Location identification items:
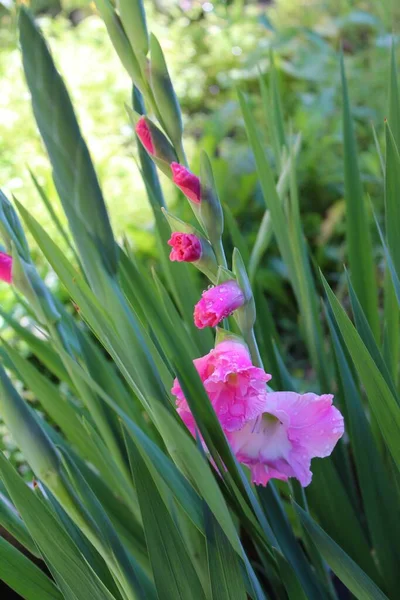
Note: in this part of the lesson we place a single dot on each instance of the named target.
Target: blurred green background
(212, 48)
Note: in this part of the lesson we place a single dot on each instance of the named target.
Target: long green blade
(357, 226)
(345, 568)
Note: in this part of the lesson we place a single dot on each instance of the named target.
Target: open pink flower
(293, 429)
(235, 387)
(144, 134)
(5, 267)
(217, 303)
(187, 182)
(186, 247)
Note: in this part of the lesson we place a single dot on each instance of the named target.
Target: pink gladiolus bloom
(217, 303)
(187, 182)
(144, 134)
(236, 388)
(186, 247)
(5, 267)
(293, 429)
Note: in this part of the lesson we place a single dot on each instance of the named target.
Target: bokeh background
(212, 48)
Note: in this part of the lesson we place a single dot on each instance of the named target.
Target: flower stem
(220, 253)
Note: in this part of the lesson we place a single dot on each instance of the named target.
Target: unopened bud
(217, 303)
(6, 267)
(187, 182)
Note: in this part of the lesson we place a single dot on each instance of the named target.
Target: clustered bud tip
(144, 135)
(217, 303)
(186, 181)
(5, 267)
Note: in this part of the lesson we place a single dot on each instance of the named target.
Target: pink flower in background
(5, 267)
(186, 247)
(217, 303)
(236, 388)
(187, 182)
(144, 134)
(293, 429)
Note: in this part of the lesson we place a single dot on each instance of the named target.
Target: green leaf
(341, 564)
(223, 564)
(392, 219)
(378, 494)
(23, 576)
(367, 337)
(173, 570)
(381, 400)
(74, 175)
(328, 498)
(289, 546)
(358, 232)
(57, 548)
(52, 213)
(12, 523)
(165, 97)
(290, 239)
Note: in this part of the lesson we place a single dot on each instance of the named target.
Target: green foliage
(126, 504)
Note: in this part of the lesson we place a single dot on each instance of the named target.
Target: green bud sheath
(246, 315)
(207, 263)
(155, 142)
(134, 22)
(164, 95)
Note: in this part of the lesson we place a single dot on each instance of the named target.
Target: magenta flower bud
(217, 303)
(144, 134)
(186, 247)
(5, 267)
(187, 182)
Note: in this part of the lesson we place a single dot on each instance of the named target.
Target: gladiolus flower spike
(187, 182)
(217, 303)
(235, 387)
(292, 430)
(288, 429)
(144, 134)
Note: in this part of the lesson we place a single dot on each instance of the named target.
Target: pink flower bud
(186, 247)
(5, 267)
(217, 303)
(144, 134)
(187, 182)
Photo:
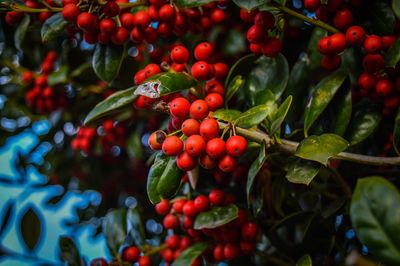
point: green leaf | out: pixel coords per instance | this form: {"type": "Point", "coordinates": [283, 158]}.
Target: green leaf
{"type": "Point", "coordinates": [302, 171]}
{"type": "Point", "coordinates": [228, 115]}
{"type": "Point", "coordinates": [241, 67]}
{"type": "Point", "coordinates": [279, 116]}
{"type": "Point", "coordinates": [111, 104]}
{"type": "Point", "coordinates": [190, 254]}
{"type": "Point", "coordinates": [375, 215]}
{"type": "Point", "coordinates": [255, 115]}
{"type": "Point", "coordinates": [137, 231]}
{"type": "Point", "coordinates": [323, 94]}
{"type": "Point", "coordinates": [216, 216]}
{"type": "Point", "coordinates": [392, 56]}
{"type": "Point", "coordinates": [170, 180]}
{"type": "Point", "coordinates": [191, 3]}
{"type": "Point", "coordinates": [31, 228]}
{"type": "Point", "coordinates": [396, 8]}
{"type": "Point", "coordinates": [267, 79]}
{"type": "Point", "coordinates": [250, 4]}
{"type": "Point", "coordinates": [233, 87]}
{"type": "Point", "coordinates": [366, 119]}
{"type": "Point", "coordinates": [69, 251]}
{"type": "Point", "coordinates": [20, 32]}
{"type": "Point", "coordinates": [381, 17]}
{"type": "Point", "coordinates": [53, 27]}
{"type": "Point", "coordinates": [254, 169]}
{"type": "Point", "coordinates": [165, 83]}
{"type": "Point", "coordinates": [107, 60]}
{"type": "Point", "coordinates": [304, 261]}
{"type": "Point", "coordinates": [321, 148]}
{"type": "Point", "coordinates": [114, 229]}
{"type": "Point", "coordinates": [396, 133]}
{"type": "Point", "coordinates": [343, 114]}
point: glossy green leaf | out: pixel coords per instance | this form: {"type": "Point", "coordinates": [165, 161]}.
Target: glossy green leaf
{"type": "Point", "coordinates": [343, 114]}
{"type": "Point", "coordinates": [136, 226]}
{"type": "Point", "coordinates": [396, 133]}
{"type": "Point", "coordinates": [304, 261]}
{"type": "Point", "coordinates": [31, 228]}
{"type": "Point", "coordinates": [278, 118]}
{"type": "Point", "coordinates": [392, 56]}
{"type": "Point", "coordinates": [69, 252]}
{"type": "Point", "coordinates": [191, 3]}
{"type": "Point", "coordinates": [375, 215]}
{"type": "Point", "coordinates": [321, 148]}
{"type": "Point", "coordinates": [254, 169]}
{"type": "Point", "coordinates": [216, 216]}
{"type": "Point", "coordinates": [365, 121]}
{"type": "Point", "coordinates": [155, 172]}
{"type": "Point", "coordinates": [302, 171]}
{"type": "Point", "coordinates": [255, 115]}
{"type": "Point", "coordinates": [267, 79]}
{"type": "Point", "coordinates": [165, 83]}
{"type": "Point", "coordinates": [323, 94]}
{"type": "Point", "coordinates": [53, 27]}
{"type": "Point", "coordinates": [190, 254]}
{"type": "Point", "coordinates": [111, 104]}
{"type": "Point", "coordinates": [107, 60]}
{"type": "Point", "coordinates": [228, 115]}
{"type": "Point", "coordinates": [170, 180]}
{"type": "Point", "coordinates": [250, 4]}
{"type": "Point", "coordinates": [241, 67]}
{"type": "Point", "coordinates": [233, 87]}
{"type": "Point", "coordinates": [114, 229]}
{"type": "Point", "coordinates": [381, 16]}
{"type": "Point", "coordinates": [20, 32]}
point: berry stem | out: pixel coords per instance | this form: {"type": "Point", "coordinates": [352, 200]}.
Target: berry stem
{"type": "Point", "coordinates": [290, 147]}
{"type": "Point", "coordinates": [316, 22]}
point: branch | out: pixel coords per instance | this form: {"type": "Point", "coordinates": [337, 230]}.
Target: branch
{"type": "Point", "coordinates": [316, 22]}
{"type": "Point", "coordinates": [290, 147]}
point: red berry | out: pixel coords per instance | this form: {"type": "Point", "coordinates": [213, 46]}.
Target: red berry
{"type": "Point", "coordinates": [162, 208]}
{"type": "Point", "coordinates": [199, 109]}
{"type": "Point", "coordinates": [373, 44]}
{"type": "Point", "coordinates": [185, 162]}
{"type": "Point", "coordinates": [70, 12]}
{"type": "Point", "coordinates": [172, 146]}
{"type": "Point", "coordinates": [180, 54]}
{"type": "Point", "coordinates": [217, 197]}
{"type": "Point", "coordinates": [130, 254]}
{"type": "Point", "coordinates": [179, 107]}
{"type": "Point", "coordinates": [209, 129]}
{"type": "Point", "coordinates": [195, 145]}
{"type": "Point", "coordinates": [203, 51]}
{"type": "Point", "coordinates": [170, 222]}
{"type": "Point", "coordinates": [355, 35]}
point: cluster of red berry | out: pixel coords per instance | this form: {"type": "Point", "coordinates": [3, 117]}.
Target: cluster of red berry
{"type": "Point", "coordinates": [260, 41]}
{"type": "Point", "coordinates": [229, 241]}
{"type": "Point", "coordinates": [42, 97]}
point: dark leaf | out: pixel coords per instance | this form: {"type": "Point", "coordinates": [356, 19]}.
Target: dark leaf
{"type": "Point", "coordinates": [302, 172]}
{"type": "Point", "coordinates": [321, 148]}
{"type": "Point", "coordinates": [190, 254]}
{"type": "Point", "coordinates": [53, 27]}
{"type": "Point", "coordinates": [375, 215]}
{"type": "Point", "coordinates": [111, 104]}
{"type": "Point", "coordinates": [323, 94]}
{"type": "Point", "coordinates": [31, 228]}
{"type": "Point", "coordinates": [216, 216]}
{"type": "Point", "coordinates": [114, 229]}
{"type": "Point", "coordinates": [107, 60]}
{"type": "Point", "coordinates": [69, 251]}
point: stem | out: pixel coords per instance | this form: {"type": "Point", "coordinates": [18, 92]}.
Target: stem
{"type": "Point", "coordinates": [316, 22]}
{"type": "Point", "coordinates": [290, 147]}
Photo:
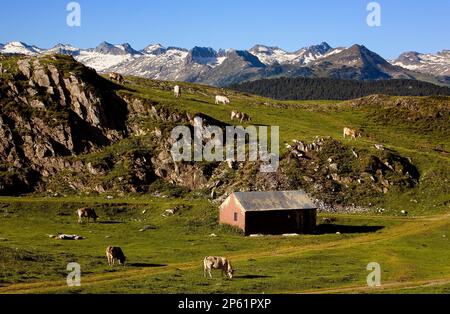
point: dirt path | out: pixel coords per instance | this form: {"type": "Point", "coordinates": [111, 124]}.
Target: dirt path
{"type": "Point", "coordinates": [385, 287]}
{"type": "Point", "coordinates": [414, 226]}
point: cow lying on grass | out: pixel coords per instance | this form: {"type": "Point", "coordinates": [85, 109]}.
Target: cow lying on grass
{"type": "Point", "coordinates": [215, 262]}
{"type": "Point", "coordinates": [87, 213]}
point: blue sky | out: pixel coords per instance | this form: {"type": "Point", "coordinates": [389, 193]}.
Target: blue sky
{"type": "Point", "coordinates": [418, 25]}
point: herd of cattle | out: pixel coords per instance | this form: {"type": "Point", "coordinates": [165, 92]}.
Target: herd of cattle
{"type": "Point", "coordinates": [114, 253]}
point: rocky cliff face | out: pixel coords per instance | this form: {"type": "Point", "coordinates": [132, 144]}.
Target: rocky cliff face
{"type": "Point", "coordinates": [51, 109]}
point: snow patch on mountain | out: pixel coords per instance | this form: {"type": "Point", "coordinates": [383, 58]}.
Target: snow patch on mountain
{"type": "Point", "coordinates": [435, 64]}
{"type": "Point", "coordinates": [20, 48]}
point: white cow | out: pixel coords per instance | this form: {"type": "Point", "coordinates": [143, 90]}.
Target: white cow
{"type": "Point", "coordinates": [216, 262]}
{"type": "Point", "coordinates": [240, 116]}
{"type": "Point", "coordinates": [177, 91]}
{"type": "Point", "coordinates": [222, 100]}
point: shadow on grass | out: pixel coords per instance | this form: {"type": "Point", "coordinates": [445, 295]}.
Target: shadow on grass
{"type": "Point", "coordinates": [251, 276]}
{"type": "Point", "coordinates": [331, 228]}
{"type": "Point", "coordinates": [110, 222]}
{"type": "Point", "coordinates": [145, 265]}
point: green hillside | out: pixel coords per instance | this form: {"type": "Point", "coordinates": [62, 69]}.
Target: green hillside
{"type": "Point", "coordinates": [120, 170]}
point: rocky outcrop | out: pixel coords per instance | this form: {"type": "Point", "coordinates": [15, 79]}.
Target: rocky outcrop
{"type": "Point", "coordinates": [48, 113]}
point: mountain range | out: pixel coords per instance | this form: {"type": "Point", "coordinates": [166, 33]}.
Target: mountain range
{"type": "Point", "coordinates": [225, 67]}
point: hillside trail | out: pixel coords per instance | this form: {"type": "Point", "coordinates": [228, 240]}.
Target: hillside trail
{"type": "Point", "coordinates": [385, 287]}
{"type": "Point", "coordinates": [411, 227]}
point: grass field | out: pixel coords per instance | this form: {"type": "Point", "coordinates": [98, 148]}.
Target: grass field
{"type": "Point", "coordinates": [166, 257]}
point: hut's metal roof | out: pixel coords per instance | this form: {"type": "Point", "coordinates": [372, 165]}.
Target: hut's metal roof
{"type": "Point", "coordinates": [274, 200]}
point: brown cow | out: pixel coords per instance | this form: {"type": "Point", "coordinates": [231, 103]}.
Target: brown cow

==

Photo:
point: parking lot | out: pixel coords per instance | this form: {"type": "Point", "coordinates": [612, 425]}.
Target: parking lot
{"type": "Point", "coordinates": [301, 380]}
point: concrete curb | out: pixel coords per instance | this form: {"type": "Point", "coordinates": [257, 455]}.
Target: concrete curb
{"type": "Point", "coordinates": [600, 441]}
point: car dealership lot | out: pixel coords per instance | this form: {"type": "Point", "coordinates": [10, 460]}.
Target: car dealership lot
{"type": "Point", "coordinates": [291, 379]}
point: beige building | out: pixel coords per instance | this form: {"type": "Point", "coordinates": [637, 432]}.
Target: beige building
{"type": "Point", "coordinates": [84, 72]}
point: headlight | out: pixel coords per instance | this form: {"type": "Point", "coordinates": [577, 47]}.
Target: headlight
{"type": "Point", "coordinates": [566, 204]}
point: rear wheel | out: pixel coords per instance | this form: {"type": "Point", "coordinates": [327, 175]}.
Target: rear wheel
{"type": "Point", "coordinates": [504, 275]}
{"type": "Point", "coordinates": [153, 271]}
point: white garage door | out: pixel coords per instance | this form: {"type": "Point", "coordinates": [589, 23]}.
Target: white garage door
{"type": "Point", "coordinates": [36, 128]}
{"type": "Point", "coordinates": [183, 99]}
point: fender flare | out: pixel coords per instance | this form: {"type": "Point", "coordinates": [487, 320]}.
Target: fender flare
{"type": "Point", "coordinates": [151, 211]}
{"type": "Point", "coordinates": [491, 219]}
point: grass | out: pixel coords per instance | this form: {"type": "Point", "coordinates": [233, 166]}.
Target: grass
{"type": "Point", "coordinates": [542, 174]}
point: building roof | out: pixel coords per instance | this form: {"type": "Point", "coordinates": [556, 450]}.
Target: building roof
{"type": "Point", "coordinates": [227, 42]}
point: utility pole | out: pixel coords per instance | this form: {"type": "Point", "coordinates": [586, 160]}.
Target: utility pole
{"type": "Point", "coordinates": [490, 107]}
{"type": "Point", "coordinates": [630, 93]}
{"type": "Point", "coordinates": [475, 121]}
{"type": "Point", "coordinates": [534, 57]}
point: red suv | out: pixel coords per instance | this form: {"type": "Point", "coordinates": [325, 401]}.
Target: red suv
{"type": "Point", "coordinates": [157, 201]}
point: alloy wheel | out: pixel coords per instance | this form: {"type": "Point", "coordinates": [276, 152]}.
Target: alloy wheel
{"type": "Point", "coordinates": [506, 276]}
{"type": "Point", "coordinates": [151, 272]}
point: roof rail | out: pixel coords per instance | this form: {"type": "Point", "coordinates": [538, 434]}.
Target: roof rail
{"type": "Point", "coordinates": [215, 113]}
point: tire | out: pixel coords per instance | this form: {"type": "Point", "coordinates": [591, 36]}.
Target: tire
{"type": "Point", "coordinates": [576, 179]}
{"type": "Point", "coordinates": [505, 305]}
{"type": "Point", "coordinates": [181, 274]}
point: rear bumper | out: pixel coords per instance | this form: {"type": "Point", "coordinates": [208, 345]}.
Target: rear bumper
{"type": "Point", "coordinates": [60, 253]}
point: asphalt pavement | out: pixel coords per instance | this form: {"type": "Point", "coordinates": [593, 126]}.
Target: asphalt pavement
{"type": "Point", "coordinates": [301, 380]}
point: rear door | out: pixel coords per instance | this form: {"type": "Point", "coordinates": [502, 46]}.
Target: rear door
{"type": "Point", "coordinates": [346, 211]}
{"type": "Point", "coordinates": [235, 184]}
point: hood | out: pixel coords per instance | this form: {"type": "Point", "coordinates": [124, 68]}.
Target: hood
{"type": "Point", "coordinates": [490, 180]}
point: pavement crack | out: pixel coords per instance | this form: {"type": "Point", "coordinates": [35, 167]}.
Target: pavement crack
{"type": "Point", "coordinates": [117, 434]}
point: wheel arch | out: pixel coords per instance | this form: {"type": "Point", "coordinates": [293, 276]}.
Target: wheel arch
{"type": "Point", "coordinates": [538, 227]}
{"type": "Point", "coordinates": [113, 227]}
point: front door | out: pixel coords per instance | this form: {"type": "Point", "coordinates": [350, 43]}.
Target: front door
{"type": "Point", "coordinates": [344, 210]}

_Job_
Count the lines in the items above that contain the string "dirt", treating uppercase and lowercase as different, and give only that number.

_Reply_
2